- Problems to work on:
**1)** Decide whether each statement (a), (b), (c) agrees with the earnings call question. Answer yes or no for each, and quote the words from the earnings call question that settle it.
(a) The speaker puts the loan-to-deposit ratio at about 80% or a little under.
(b) The speaker describes the balance sheet as short on liquidity.
(c) The speaker says some banks have taken a short-term hit to the margin.
**2)** Using the earnings call question, answer each question below in a few words.
(a) Who is speaking?
(b) What does the speaker say can supplement deposit growth?
(c) What does the speaker say some banks are front-loading?
**3)** According to the earnings call question, why have some banks taken a short-term hit to the margin, and why might the bank being asked not be in that situation?

- Document segment:

++++++++

Kevin Fitzsimmons: Okay. That’s great. And I appreciate the guide on your outlook for deposit growth and the fact that the bond portfolio can supplement that. But based on what you see now — like on the one hand, the balance sheet is still very liquid and with the loan-to-deposit ratio down at like 80% or a little below, actually. When you think about allowing that loan-to-deposit ratio to move higher, so in other words, maybe you’ll go after deposits, maybe you won’t, versus a strategy of getting out in front of it. Like some banks have taken a hit to the margin in the short term because they’re kind of front-loading that deposit beta in effect, where maybe that’s not the situation you guys are in because of the liquidity. So, can you speak to those moving parts in terms of how you view that loan-to-deposit ratio and whether you expect to grow deposits each quarter or if it doesn’t make sense, you won’t necessarily.

++++++++

Natural-language object grounding data:

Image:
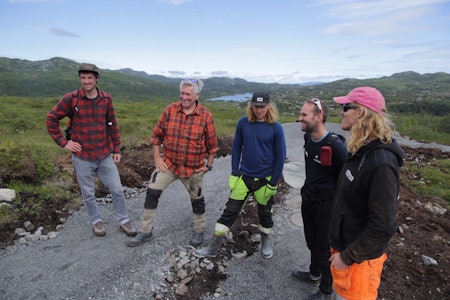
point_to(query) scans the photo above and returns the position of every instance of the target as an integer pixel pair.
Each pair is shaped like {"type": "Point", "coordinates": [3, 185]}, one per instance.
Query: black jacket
{"type": "Point", "coordinates": [366, 201]}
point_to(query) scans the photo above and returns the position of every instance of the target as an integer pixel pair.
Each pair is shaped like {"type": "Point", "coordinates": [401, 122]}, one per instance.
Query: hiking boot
{"type": "Point", "coordinates": [128, 229]}
{"type": "Point", "coordinates": [98, 229]}
{"type": "Point", "coordinates": [266, 249]}
{"type": "Point", "coordinates": [319, 295]}
{"type": "Point", "coordinates": [307, 277]}
{"type": "Point", "coordinates": [139, 239]}
{"type": "Point", "coordinates": [197, 239]}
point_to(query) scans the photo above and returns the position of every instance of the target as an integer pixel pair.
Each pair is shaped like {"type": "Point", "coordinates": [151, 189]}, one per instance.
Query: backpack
{"type": "Point", "coordinates": [75, 97]}
{"type": "Point", "coordinates": [68, 130]}
{"type": "Point", "coordinates": [327, 148]}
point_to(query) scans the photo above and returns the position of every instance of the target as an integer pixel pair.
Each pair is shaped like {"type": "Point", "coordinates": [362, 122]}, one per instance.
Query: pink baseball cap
{"type": "Point", "coordinates": [366, 96]}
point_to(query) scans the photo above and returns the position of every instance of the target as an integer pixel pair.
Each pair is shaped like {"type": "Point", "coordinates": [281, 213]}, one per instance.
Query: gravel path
{"type": "Point", "coordinates": [77, 265]}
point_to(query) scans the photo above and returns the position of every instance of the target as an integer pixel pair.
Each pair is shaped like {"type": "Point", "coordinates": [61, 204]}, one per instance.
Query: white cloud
{"type": "Point", "coordinates": [62, 32]}
{"type": "Point", "coordinates": [175, 2]}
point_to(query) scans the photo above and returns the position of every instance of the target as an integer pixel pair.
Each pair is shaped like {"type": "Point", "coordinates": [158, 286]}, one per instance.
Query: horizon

++++++++

- Task responses:
**1)**
(a) Yes: "with the loan-to-deposit ratio down at like 80% or a little below, actually"
(b) No: "the balance sheet is still very liquid"
(c) Yes: "some banks have taken a hit to the margin in the short term"

**2)**
(a) Kevin Fitzsimmons.
(b) The bond portfolio.
(c) That deposit beta.

**3)** Some banks have taken the hit because they are front-loading the deposit beta. The speaker suggests the bank being asked may not be in that situation because of its liquidity.